**GIVEN TASK**
Count the lines in the rows below that contain the string "item". Give only that number.

**Boundary annotation records**
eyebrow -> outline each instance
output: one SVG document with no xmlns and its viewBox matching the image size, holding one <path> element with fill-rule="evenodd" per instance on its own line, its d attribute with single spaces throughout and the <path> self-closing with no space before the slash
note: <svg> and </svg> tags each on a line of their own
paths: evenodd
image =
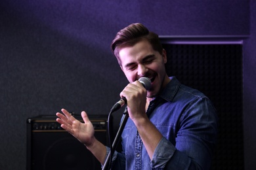
<svg viewBox="0 0 256 170">
<path fill-rule="evenodd" d="M 144 62 L 144 61 L 148 60 L 150 59 L 150 58 L 154 58 L 154 57 L 155 57 L 155 55 L 154 55 L 154 54 L 150 54 L 150 55 L 148 55 L 148 56 L 146 56 L 145 58 L 144 58 L 142 59 L 142 62 Z M 131 65 L 134 65 L 135 63 L 136 63 L 136 62 L 129 63 L 126 64 L 124 67 L 125 67 L 125 68 L 127 68 L 127 67 L 130 67 Z"/>
</svg>

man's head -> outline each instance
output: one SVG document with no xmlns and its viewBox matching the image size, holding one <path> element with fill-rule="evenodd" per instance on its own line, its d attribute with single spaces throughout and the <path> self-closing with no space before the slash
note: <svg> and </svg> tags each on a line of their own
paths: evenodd
<svg viewBox="0 0 256 170">
<path fill-rule="evenodd" d="M 130 82 L 142 76 L 150 78 L 147 97 L 156 97 L 168 83 L 166 52 L 158 35 L 141 24 L 134 24 L 117 33 L 112 44 L 121 69 Z"/>
<path fill-rule="evenodd" d="M 125 46 L 131 46 L 142 40 L 148 41 L 153 49 L 162 54 L 163 47 L 155 33 L 150 32 L 142 24 L 132 24 L 121 29 L 116 35 L 111 44 L 111 49 L 116 57 L 118 63 L 121 65 L 119 52 Z"/>
</svg>

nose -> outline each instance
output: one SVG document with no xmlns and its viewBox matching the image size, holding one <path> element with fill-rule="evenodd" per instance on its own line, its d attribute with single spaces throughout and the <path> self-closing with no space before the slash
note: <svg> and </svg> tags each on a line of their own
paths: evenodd
<svg viewBox="0 0 256 170">
<path fill-rule="evenodd" d="M 148 68 L 145 67 L 145 65 L 142 64 L 140 64 L 138 65 L 138 75 L 139 76 L 144 76 L 146 73 L 148 71 Z"/>
</svg>

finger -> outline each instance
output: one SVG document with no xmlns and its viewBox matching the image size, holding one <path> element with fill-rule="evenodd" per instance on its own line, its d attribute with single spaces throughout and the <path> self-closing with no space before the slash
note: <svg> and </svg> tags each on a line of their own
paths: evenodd
<svg viewBox="0 0 256 170">
<path fill-rule="evenodd" d="M 83 118 L 83 122 L 85 124 L 87 124 L 90 122 L 90 120 L 89 119 L 88 115 L 85 111 L 82 111 L 81 113 L 81 116 Z"/>
<path fill-rule="evenodd" d="M 65 109 L 62 109 L 61 111 L 63 112 L 64 114 L 65 114 L 66 117 L 67 117 L 68 120 L 70 120 L 71 122 L 75 121 L 76 119 L 69 112 L 66 110 Z"/>
</svg>

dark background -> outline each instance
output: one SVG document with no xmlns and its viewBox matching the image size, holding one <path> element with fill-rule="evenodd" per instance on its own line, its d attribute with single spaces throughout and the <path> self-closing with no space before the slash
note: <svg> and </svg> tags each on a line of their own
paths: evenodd
<svg viewBox="0 0 256 170">
<path fill-rule="evenodd" d="M 1 1 L 0 169 L 26 169 L 28 118 L 108 114 L 128 83 L 110 44 L 134 22 L 173 39 L 244 41 L 244 169 L 255 169 L 255 16 L 248 0 Z"/>
</svg>

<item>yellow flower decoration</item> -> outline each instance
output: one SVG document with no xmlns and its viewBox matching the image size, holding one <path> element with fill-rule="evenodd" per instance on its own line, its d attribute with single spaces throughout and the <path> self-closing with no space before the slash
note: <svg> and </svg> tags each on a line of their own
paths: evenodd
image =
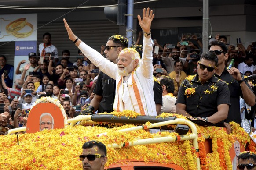
<svg viewBox="0 0 256 170">
<path fill-rule="evenodd" d="M 196 92 L 196 88 L 195 87 L 189 87 L 188 88 L 187 88 L 186 90 L 185 90 L 185 95 L 194 95 L 195 94 Z M 187 97 L 189 97 L 188 96 Z"/>
<path fill-rule="evenodd" d="M 209 90 L 205 90 L 205 91 L 204 91 L 204 93 L 205 93 L 205 94 L 212 94 L 212 93 L 213 93 L 213 92 L 212 92 L 212 91 L 209 91 Z"/>
<path fill-rule="evenodd" d="M 216 91 L 217 89 L 218 89 L 218 87 L 214 85 L 212 85 L 210 86 L 210 87 L 212 89 L 213 92 Z"/>
<path fill-rule="evenodd" d="M 193 80 L 193 79 L 194 78 L 194 77 L 195 77 L 195 76 L 196 75 L 189 75 L 188 76 L 186 77 L 185 79 L 187 79 L 187 80 L 190 81 Z"/>
</svg>

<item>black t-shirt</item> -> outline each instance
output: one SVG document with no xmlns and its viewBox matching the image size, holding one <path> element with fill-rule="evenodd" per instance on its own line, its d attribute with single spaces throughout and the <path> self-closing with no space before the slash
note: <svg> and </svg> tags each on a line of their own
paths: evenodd
<svg viewBox="0 0 256 170">
<path fill-rule="evenodd" d="M 98 113 L 113 111 L 115 99 L 116 81 L 101 71 L 98 77 L 93 92 L 103 97 L 99 103 Z"/>
<path fill-rule="evenodd" d="M 230 105 L 229 91 L 226 83 L 213 76 L 202 84 L 197 74 L 191 81 L 185 79 L 181 85 L 176 103 L 186 105 L 186 110 L 193 117 L 208 117 L 218 111 L 217 106 L 222 104 Z M 195 88 L 194 94 L 187 92 Z"/>
<path fill-rule="evenodd" d="M 225 120 L 225 122 L 229 123 L 234 121 L 238 124 L 240 123 L 241 120 L 240 98 L 239 96 L 243 98 L 242 89 L 239 84 L 231 75 L 225 67 L 224 71 L 222 72 L 220 76 L 215 74 L 215 76 L 225 81 L 228 85 L 228 88 L 230 93 L 230 99 L 231 106 L 229 108 L 227 118 Z M 252 89 L 249 85 L 245 82 L 245 84 L 249 89 Z"/>
<path fill-rule="evenodd" d="M 155 103 L 156 104 L 160 104 L 163 106 L 163 89 L 161 85 L 157 81 L 154 81 L 153 91 Z"/>
</svg>

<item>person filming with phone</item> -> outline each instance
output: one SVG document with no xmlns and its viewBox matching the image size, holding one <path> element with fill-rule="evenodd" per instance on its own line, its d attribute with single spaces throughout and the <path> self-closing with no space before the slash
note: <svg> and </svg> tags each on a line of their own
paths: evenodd
<svg viewBox="0 0 256 170">
<path fill-rule="evenodd" d="M 8 87 L 12 87 L 13 79 L 13 66 L 6 64 L 7 61 L 5 56 L 0 55 L 0 75 L 4 74 L 4 81 Z"/>
</svg>

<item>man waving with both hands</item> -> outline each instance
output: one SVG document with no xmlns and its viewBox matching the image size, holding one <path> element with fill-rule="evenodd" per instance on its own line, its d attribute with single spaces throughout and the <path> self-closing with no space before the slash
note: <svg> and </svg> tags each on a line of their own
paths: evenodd
<svg viewBox="0 0 256 170">
<path fill-rule="evenodd" d="M 143 10 L 143 18 L 138 15 L 144 32 L 142 57 L 131 48 L 119 53 L 115 64 L 80 39 L 72 32 L 65 19 L 65 26 L 72 40 L 92 63 L 103 72 L 117 81 L 114 110 L 134 111 L 142 115 L 157 116 L 154 99 L 152 67 L 153 44 L 150 26 L 154 15 L 148 8 Z"/>
</svg>

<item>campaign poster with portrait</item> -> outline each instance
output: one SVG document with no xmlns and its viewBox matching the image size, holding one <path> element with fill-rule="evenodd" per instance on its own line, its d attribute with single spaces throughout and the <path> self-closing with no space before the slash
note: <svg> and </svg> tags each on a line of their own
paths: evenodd
<svg viewBox="0 0 256 170">
<path fill-rule="evenodd" d="M 63 128 L 64 118 L 60 109 L 51 103 L 35 105 L 29 112 L 27 122 L 27 133 Z"/>
</svg>

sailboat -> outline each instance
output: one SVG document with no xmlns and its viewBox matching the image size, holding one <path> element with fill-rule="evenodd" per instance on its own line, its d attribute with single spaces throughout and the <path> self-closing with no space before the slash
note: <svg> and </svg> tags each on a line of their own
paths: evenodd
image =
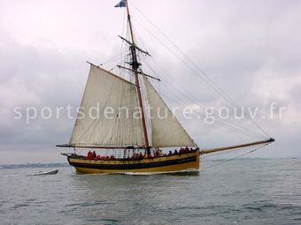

**REPLY**
5